PASSAGE TO READ:
A useful way of seeing is this post on National Review about health insurance policy, which is about a “conservative” way of providing universal health insurance. It has all the usual stuff we have come to expect from the pseudo-experts. What is not so obvious is the implied embrace of moral orthodoxy on health care. That is, our collective moral duty is to make sure everyone, even non-Americans, has health insurance and presumably, free access to health services.

A few decades ago, no one thought it was our collective moral duty to make sure everyone had health insurance and equal access to health care. We understood that poor people had to rely on charity. In the 1970’s, the free clinic, where young doctors volunteered as part of the training, was a staple of poor neighborhoods, especially urban ghettos. No one thought they were a failure as a citizen because the blacks in the ghetto did not have access to world class health services.

Today, the political class starts with the assumption that only a thoroughly immoral person does not dream of a world where everyone gets health insurance and access to the finest medical care. Since this is impossible, the default assumption is that the state must take control of the health care system. That means the “far right” is debating “their friends on the Left” about what color drapes to use in the health care commissar’s offices, because the Left won the moral argument.

It is why the emerging resistance to the prevailing moral order has to focus on the moral side of the fight, rather than appealing to facts and reason. There are things that can be factually true, and morally abhorrent. Ethic cleaning, for example, is an effective way for one population to solve a problem of another population. Europeans are the result of just such a process. While the efficacy of genocide, from the perspective of nature, is undeniable, we consider it to be morally repugnant.

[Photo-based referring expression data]
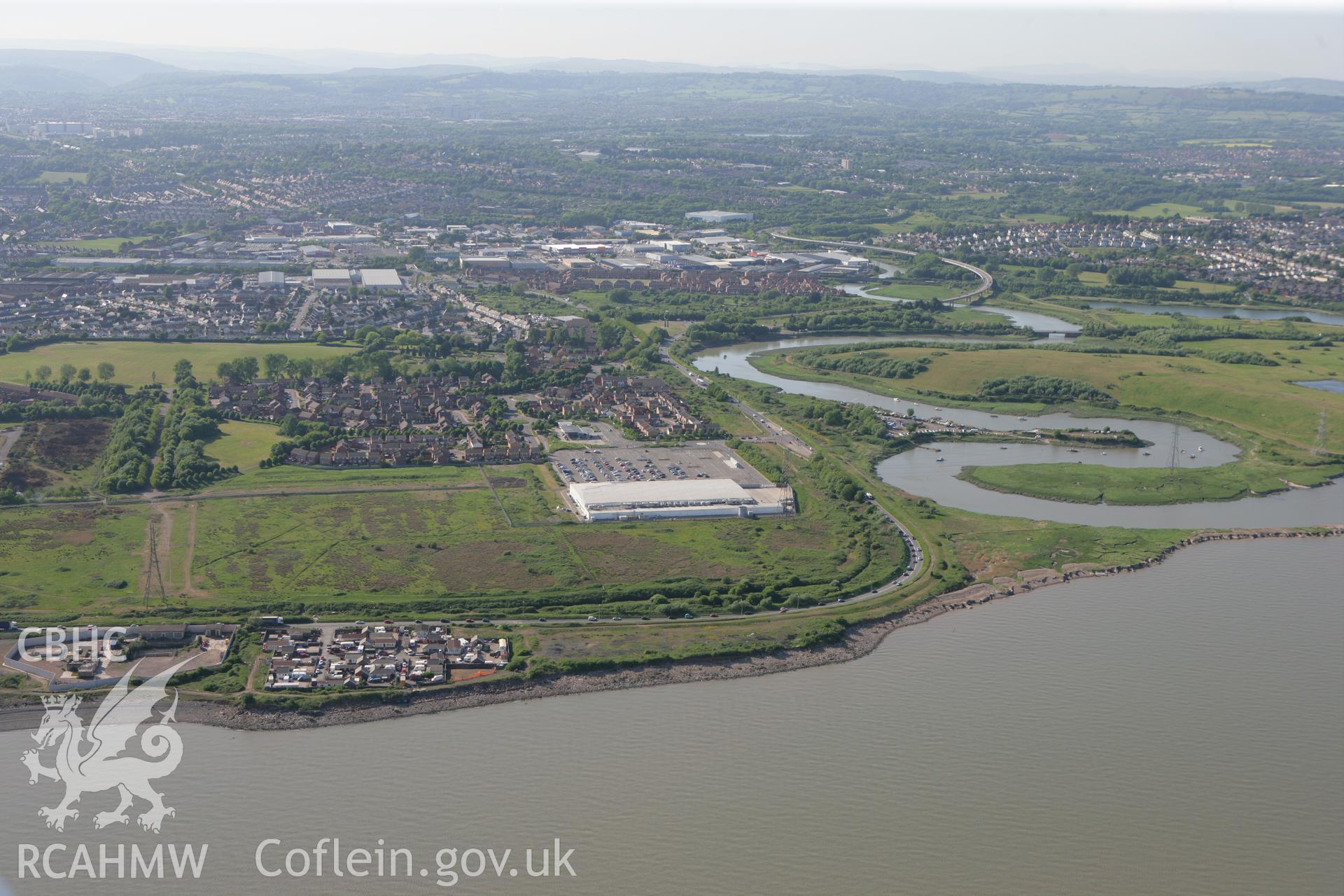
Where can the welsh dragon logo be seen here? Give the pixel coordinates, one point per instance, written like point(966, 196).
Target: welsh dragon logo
point(90, 760)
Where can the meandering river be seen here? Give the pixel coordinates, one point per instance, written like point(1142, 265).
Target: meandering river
point(1172, 731)
point(930, 470)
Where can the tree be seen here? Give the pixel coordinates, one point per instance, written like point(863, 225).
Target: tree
point(274, 365)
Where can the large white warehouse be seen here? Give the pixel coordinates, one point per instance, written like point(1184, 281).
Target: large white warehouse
point(668, 500)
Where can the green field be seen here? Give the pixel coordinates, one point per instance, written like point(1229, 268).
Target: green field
point(242, 444)
point(1097, 279)
point(101, 244)
point(1167, 210)
point(441, 540)
point(140, 363)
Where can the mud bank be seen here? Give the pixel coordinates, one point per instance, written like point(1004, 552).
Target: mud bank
point(862, 640)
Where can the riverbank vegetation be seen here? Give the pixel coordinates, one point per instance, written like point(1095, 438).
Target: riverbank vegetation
point(1289, 435)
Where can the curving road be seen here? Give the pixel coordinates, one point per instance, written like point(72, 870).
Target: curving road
point(987, 280)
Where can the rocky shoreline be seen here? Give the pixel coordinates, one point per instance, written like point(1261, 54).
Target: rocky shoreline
point(862, 640)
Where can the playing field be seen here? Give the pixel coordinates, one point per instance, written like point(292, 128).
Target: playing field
point(140, 363)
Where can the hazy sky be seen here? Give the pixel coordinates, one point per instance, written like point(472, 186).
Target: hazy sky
point(1304, 38)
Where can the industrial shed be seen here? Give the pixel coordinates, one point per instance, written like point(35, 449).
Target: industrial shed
point(672, 500)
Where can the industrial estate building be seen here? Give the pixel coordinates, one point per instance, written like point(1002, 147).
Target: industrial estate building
point(717, 216)
point(672, 500)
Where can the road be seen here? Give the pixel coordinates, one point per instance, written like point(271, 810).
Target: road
point(987, 280)
point(774, 433)
point(302, 315)
point(916, 567)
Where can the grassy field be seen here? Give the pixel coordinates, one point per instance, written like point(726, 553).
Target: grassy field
point(1069, 309)
point(441, 540)
point(242, 444)
point(64, 178)
point(1097, 279)
point(1167, 210)
point(102, 244)
point(65, 562)
point(57, 457)
point(140, 363)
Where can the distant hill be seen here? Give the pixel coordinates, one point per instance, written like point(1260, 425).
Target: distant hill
point(45, 78)
point(105, 69)
point(1320, 86)
point(410, 71)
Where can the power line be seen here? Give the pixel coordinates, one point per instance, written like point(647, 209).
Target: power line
point(155, 573)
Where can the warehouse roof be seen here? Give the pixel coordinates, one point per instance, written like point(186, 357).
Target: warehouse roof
point(379, 277)
point(686, 493)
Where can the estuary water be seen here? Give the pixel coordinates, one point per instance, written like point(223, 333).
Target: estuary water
point(930, 470)
point(1172, 731)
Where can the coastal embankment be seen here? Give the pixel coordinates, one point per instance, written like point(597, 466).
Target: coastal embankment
point(859, 641)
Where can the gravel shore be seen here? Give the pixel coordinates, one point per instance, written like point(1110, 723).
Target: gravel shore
point(862, 640)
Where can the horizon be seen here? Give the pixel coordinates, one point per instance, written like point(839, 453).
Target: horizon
point(1211, 43)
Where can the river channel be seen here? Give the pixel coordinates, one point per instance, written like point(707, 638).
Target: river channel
point(930, 470)
point(1171, 731)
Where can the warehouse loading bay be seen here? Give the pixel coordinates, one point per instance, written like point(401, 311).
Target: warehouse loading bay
point(644, 464)
point(644, 482)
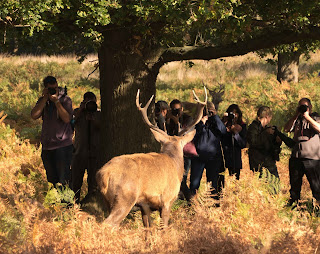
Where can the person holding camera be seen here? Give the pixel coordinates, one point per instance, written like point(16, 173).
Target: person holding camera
point(264, 145)
point(55, 108)
point(86, 144)
point(161, 110)
point(234, 140)
point(209, 132)
point(305, 156)
point(176, 120)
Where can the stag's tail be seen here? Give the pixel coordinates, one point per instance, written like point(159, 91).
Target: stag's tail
point(102, 178)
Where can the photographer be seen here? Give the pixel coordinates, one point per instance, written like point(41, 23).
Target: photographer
point(161, 109)
point(305, 157)
point(177, 120)
point(234, 140)
point(55, 108)
point(209, 132)
point(86, 144)
point(263, 144)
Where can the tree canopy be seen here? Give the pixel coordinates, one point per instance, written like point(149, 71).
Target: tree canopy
point(170, 23)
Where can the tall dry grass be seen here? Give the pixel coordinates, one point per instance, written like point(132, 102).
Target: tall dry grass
point(250, 219)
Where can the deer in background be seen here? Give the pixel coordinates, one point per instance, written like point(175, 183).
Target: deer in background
point(149, 180)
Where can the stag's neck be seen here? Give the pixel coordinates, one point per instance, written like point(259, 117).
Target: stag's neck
point(176, 154)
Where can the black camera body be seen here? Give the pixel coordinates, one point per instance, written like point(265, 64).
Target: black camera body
point(303, 108)
point(231, 119)
point(52, 90)
point(175, 112)
point(91, 106)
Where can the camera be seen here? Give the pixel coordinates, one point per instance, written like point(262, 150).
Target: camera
point(52, 90)
point(231, 117)
point(91, 106)
point(302, 109)
point(207, 112)
point(175, 112)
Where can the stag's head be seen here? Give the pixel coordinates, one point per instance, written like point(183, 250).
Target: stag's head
point(172, 144)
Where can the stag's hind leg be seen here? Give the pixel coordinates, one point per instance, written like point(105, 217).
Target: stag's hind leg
point(165, 214)
point(146, 218)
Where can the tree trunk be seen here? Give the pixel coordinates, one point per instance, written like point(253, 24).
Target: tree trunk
point(288, 67)
point(124, 70)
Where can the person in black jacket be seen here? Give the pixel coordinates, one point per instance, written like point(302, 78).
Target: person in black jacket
point(234, 140)
point(264, 145)
point(209, 132)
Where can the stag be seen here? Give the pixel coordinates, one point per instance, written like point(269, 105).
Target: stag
point(150, 181)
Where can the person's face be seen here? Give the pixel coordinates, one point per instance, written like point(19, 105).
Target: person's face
point(236, 115)
point(54, 85)
point(176, 107)
point(305, 102)
point(269, 118)
point(164, 112)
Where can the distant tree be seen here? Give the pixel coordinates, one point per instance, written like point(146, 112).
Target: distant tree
point(288, 57)
point(135, 38)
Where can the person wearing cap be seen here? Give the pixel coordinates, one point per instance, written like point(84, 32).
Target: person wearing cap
point(209, 132)
point(86, 153)
point(161, 110)
point(55, 109)
point(305, 156)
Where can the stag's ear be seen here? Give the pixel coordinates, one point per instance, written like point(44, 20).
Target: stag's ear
point(160, 137)
point(188, 137)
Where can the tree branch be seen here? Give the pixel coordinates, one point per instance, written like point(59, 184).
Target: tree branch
point(267, 40)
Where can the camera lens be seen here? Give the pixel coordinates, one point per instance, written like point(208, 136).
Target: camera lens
point(302, 108)
point(91, 106)
point(52, 90)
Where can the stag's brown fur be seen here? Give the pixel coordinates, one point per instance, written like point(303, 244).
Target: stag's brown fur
point(151, 181)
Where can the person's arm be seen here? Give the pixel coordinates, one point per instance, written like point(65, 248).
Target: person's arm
point(220, 125)
point(288, 127)
point(36, 112)
point(255, 138)
point(63, 114)
point(240, 137)
point(314, 124)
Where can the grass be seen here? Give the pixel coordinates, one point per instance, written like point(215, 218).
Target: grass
point(251, 217)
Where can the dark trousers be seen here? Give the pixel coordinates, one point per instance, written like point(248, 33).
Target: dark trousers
point(297, 169)
point(80, 163)
point(213, 167)
point(57, 164)
point(269, 164)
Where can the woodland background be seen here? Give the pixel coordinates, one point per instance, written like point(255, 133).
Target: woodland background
point(251, 218)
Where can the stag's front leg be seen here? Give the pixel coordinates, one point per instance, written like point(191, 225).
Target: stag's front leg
point(165, 215)
point(146, 218)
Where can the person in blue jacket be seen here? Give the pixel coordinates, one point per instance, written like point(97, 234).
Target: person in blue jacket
point(209, 132)
point(234, 140)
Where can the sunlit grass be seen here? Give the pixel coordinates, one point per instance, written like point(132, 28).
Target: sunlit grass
point(250, 219)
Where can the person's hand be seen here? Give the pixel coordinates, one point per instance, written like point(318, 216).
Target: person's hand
point(236, 128)
point(204, 119)
point(54, 97)
point(278, 140)
point(82, 106)
point(174, 118)
point(270, 130)
point(45, 93)
point(306, 114)
point(90, 116)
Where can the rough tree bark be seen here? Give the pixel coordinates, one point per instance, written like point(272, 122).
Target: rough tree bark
point(123, 70)
point(288, 67)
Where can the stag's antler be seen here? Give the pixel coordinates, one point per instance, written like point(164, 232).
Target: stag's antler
point(200, 106)
point(145, 115)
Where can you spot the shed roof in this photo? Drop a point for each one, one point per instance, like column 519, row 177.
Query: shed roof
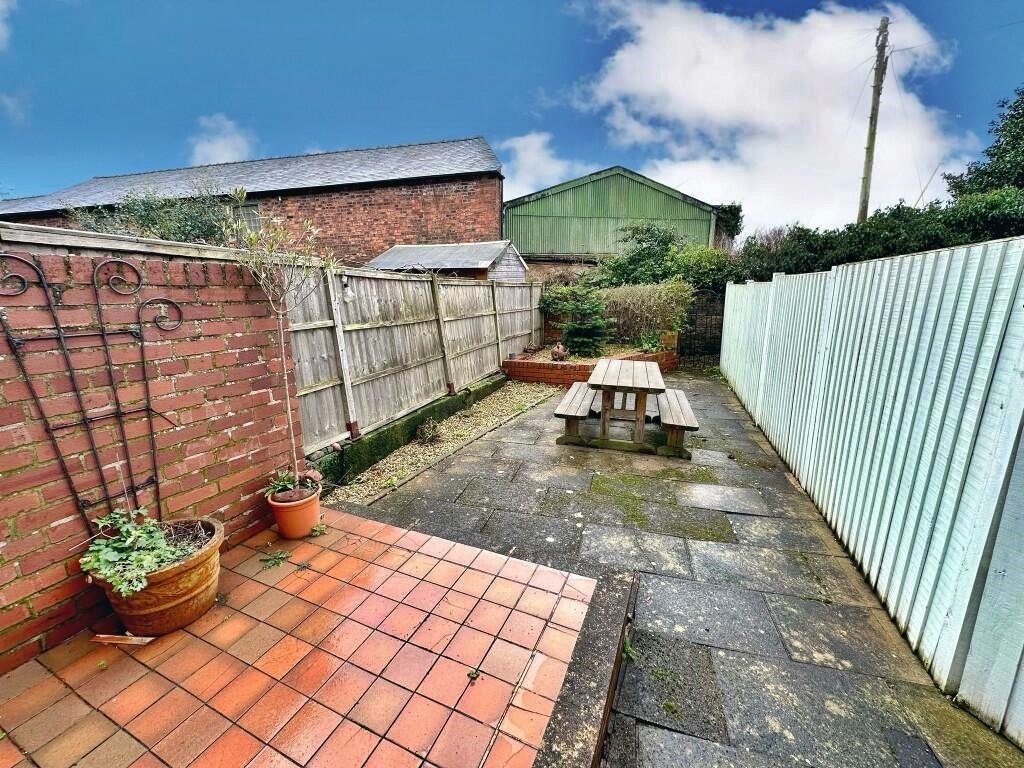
column 442, row 256
column 612, row 171
column 456, row 157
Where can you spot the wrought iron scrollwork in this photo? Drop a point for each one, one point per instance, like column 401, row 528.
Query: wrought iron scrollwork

REQUIRED WORK:
[A] Update the health care essay by copying it between "It is why the" and "be morally repugnant.", inclusive, with "efficacy" replaced by "effectiveness".
[B] Take the essay on the morality of health care further from where it stops.
You can ignore the material.

ANSWERS BY ITEM:
[A]
It is why the emerging resistance to the prevailing moral order has to focus on the moral side of the fight, rather than appealing to facts and reason. There are things that can be factually true, and morally abhorrent. Ethic cleaning, for example, is an effective way for one population to solve a problem of another population. Europeans are the result of just such a process. While the effectiveness of genocide, from the perspective of nature, is undeniable, we consider it to be morally repugnant.

[B]
With rare exceptions, like cannibalism in times of starvation, the moral always triumphs over the factual. What we see as moral, and immoral, is determined not just by what our rulers tell us, but also by what our peers say. We naturally trust the people close to us first and then to the people who seem to share our interests and then the people who look and sound like us. We will embrace the morality of our kin over the morality of strangers, even when those strangers rule over us.

Over the last several generations, the people who now rule over us have used every weapon in their arsenal to break our natural trust The war on families, communities, schools, the sexes, are all part of an instinctive strategy to break the natural bonds of loyalty that form public morality. It is why having the facts on our side has never meant a damn in political debates. A deracinated public, untethered from its traditions and alienated from its neighbors, inevitably accepts the morality of the ruling elites.

This is the ultimate red pill. The sermons blasting from the megaphones of the mass media may be offensive and insane, but they provide a moral framework. The lack of a credible alternative means most people just fall in line. This has the added benefit of providing social proof. It is hard to be against what is being preached to you when no one else is speaking out against it. People naturally want to be led, but they also naturally want to be seen by their peers as moral people.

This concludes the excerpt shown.